Content starts

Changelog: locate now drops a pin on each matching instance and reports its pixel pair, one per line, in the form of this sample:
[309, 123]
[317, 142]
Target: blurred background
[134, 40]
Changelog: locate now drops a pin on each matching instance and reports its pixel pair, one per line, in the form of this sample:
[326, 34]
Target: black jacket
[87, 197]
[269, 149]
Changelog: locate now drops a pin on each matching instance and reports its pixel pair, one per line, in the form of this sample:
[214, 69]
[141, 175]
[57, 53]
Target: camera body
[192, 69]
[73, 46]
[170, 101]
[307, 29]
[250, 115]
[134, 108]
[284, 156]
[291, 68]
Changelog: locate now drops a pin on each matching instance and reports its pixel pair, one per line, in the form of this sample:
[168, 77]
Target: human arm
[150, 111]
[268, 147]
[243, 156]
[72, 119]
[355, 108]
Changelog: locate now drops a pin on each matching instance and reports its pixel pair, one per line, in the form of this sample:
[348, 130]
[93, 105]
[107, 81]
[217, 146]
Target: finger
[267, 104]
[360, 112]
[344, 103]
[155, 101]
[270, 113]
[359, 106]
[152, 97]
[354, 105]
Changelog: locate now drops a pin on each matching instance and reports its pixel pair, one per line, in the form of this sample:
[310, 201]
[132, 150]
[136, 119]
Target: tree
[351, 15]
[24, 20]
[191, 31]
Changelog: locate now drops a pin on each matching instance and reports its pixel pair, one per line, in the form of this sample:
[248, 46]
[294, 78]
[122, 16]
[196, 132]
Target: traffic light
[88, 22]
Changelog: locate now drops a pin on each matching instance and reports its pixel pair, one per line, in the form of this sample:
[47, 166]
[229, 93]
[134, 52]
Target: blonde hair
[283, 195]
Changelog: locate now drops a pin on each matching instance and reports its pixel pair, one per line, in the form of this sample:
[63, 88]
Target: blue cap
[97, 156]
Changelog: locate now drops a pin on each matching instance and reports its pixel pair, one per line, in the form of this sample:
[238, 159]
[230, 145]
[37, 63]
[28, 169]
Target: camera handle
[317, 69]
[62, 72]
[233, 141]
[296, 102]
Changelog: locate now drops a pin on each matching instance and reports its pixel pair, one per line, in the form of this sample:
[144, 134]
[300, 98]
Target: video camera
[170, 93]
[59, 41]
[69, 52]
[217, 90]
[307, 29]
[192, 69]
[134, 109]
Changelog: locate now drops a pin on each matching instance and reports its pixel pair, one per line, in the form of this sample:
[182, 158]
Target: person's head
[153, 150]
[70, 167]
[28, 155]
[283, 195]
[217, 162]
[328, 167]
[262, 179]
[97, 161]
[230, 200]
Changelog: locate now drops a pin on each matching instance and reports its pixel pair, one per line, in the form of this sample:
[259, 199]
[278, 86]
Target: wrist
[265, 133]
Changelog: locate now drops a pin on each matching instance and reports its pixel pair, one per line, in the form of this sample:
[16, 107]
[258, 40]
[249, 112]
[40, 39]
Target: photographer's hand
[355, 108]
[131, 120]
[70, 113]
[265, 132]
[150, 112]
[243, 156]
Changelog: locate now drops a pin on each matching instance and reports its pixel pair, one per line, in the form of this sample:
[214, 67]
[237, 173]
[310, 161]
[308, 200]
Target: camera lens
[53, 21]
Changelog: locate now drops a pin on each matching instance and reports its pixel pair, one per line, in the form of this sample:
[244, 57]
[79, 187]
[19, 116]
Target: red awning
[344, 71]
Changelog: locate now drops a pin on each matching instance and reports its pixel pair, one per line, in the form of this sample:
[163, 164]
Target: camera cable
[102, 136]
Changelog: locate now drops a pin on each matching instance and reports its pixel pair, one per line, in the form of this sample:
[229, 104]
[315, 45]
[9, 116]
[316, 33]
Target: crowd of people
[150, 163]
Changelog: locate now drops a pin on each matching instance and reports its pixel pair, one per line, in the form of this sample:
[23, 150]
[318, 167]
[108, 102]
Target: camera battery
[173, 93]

Content ends

> [Problem details] Set down the whole of the material, exactly.

> [Response]
Changelog: locate now drops a pin on each matching instance and reports its pixel pair, one per line, in the form of this sample:
[309, 123]
[317, 142]
Target: blurred background
[134, 40]
Changelog: locate now drops a pin on each matching instance and reports its pixel pair, one per line, in the form of this sample:
[326, 34]
Target: black jacket
[87, 197]
[269, 149]
Changelog: locate now drops a pin on each matching instance and reports its pixel pair, one per line, in the form of this sample:
[214, 69]
[141, 175]
[57, 53]
Target: camera body
[192, 69]
[73, 46]
[170, 101]
[307, 29]
[250, 115]
[134, 108]
[284, 156]
[291, 68]
Changelog: locate now drops a pin on each matching instance and reports its pixel pair, one per line, in the form of this sample:
[168, 77]
Target: human arm
[150, 111]
[268, 147]
[243, 156]
[72, 119]
[355, 108]
Changelog: locate now drops a pin on each matching instance and reports its pixel pair, one per line, in the form of this sample:
[348, 130]
[93, 105]
[107, 81]
[217, 146]
Target: finger
[267, 104]
[360, 112]
[344, 103]
[155, 101]
[270, 113]
[359, 106]
[152, 97]
[354, 105]
Changelog: locate now drops a pin on each matching instance and reports its pixel pair, one per line, in the form of this sample:
[310, 201]
[132, 150]
[136, 119]
Target: tree
[351, 15]
[24, 20]
[191, 31]
Changelog: locate now drops a pin on each matching instance and reports its pixel pair, one per line, in the form of this sample:
[248, 46]
[294, 78]
[122, 16]
[196, 132]
Target: traffic light
[88, 22]
Changelog: locate now drops a pin on each matching instance and reports its pixel pair, one per line, in the form of this sample:
[47, 166]
[229, 93]
[134, 52]
Target: blonde hair
[283, 195]
Changelog: locate now drops a pin on each matching instance and reports its pixel pair, one per line, in the form of this sample:
[63, 88]
Target: blue cap
[97, 156]
Changelog: locate now drops a pin on each matching instance and reports its pixel pair, one per line, in the form of this sample:
[238, 159]
[230, 145]
[37, 63]
[28, 169]
Target: camera handle
[317, 69]
[62, 72]
[233, 141]
[296, 102]
Changelog: locate now drops a pin on each matching instance and reports its pixel pair, one per line, in the form of this sample:
[144, 134]
[300, 98]
Target: video camera
[170, 93]
[59, 41]
[69, 52]
[217, 90]
[307, 29]
[192, 69]
[134, 109]
Changelog: locate now drops a pin on each matching instance and reports its pixel pair, one per line, in the form of this sample:
[182, 158]
Target: person's head
[153, 150]
[70, 167]
[28, 155]
[283, 195]
[217, 162]
[328, 167]
[262, 179]
[97, 161]
[230, 200]
Changelog: locate now drops a pin on each matching instance and reports its pixel pair, one per line, in the form of this sample:
[259, 199]
[278, 86]
Target: wrist
[265, 133]
Changelog: locate now drops a pin on each matching instance and reports its pixel pair, one per line, in the form of this sample:
[16, 107]
[258, 40]
[249, 112]
[40, 39]
Target: photographer's hand
[355, 108]
[131, 120]
[70, 113]
[265, 132]
[150, 112]
[243, 156]
Changelog: locate now drops a pin on each matching instance and reports its pixel pair, one per line, in the form of this sample:
[214, 67]
[237, 173]
[310, 161]
[308, 200]
Target: camera lens
[53, 21]
Changelog: locate now drops a pin on each matching instance and reports its pixel pair, one per line, in the form of this sample:
[244, 57]
[79, 187]
[19, 116]
Target: red awning
[344, 71]
Changelog: locate now drops a pin on each matching instance and reports its pixel pair, one per line, in the form of this sample:
[163, 164]
Target: camera cable
[102, 136]
Changelog: locate now drops a pin on each matching instance and reports its pixel pair, one per line, in the form of this sample:
[229, 104]
[315, 45]
[9, 116]
[316, 33]
Target: crowd of people
[150, 163]
Changelog: locate now drops a pin on each matching instance and reports its pixel pair, one per line, in the form of this sample:
[23, 150]
[318, 167]
[108, 102]
Target: camera battery
[173, 93]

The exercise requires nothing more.